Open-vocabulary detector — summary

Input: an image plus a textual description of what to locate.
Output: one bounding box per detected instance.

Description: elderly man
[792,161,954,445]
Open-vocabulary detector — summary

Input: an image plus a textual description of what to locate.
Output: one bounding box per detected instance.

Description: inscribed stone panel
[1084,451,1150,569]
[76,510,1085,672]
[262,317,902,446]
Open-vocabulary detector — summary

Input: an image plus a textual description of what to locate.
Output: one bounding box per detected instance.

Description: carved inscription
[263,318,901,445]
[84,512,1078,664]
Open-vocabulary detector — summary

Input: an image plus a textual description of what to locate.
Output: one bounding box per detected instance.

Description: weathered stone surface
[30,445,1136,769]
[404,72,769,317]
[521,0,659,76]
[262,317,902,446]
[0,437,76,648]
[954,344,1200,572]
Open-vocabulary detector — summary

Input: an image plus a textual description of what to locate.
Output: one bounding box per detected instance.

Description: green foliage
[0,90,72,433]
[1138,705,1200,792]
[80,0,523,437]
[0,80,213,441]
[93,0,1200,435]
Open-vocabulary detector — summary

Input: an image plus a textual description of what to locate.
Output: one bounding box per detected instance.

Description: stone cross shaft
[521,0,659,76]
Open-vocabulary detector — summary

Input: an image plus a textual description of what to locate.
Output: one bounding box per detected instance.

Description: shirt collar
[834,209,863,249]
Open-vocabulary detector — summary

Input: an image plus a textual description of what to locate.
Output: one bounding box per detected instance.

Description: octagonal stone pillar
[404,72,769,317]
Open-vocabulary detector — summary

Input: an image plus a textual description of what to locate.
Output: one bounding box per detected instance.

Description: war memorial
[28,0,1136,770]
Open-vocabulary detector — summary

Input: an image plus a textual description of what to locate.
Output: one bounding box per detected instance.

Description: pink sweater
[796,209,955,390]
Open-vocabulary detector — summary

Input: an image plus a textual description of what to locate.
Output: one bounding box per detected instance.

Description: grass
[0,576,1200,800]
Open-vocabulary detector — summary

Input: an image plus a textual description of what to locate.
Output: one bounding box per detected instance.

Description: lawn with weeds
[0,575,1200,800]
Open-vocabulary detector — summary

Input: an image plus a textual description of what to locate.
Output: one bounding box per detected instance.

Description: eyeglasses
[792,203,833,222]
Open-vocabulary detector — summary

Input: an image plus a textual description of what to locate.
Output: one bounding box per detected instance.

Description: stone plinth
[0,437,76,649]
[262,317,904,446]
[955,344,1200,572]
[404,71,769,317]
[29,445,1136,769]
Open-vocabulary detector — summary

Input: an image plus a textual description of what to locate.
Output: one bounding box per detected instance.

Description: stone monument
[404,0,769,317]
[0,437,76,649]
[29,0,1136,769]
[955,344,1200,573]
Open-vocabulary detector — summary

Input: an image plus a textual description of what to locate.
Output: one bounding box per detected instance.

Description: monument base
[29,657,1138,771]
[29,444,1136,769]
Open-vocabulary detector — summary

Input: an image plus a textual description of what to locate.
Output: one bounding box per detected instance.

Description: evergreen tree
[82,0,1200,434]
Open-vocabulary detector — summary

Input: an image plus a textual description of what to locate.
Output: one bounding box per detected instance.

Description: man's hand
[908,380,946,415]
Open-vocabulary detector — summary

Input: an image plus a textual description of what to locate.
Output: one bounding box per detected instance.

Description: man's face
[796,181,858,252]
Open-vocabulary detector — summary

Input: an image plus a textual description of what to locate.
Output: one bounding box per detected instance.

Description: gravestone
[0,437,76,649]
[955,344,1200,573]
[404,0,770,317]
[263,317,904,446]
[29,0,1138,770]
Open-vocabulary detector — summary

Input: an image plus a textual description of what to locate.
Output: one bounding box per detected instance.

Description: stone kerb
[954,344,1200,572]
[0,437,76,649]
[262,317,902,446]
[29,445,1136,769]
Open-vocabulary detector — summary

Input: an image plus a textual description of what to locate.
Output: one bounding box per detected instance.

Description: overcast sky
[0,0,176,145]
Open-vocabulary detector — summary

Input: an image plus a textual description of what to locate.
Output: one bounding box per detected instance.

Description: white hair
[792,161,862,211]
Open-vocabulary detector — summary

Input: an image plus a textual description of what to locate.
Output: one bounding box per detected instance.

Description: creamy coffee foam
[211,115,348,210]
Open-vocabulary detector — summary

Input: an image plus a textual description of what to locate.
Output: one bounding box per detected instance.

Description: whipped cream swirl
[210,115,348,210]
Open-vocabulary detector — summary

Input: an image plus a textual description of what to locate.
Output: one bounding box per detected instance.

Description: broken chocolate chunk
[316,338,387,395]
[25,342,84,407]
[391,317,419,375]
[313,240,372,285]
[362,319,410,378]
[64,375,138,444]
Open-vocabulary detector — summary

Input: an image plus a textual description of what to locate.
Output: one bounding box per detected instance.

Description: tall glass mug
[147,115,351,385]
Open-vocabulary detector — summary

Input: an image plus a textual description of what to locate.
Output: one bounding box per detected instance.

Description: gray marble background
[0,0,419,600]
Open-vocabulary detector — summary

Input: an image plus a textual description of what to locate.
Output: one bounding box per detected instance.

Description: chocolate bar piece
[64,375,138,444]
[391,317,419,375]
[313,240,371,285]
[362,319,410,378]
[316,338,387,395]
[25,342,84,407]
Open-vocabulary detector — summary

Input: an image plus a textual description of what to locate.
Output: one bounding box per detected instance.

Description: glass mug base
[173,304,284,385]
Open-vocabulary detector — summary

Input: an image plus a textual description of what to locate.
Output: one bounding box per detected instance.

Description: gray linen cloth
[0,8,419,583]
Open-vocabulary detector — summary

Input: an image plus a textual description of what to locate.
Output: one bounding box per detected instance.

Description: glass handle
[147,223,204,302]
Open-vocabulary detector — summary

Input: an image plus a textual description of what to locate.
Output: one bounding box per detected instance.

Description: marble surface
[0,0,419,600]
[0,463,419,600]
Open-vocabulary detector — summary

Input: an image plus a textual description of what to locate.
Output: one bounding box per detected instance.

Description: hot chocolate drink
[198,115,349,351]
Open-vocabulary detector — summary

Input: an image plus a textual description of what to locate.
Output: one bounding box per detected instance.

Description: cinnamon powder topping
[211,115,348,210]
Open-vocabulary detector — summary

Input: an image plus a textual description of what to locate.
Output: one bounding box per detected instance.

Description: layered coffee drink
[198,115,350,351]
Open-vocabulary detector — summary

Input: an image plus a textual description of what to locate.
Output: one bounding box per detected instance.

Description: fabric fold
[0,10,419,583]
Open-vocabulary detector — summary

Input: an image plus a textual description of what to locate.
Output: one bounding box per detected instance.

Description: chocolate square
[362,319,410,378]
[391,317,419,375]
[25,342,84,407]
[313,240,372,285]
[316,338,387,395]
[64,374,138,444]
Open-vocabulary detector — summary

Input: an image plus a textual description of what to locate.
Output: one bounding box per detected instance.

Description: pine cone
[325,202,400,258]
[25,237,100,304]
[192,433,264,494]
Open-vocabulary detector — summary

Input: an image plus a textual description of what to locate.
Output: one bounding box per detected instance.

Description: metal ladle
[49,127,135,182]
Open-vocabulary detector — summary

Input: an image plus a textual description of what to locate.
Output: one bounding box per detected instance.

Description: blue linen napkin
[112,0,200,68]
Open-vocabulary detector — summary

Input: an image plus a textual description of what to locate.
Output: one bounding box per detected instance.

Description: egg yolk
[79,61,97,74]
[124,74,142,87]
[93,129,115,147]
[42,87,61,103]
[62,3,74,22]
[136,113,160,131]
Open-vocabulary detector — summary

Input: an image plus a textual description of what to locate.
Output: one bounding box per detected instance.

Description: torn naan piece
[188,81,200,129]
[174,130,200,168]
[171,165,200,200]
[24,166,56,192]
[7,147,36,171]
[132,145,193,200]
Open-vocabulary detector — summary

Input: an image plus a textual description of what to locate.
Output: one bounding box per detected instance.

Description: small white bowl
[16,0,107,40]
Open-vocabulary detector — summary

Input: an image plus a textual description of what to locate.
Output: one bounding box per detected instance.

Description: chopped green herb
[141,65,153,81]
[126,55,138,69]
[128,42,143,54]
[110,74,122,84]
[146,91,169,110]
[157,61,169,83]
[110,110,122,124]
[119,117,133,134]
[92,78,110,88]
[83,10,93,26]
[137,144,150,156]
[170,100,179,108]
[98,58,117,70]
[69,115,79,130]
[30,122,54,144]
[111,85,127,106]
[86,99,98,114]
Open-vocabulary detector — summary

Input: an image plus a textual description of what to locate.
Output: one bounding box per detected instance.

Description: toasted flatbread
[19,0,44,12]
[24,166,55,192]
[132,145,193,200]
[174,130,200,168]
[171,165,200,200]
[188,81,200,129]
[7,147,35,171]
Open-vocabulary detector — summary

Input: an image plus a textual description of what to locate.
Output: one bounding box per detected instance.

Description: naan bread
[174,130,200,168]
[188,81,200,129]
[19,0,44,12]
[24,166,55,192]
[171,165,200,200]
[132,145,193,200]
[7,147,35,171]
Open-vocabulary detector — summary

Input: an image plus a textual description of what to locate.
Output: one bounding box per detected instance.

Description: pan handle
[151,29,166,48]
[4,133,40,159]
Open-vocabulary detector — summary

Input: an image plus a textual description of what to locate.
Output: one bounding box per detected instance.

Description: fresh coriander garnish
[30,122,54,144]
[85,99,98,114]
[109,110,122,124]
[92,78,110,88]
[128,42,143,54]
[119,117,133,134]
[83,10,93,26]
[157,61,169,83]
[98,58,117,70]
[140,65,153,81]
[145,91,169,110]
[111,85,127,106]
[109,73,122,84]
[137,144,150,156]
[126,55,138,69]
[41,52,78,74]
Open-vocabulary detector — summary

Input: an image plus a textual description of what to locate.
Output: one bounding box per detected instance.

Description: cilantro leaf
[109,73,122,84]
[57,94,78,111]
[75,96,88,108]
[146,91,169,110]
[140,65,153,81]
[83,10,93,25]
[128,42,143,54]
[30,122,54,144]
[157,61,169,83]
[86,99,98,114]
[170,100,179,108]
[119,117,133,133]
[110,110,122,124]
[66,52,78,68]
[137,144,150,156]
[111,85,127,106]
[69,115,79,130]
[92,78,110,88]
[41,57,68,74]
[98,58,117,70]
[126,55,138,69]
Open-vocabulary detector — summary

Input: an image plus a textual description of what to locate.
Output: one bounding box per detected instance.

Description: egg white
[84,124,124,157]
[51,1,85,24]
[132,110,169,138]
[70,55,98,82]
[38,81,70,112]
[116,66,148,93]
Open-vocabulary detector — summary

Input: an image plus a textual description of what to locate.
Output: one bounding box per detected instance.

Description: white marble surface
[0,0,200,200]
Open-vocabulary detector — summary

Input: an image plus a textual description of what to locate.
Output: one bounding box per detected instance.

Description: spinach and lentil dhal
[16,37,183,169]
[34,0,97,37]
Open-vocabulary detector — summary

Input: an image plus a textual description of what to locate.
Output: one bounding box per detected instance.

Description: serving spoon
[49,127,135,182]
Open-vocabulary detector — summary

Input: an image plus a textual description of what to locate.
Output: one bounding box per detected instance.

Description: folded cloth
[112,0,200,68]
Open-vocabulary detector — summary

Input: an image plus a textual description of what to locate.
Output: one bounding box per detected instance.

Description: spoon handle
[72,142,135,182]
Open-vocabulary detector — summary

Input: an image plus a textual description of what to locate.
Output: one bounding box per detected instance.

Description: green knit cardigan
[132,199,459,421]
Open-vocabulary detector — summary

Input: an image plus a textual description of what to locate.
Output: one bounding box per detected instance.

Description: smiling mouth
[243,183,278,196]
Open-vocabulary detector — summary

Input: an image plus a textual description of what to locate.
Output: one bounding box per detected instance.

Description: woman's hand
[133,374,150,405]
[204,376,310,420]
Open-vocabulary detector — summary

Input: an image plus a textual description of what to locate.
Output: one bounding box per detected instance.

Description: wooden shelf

********

Job -
Copy the records word for word from the first line down to the line containing "[792,161,954,445]", including that line.

Expected answer -
Open-vocabulary detector — summary

Input: an image plus a textual description of what to locate.
Output: one bounding box per detected instance.

Description: elderly man
[792,161,954,445]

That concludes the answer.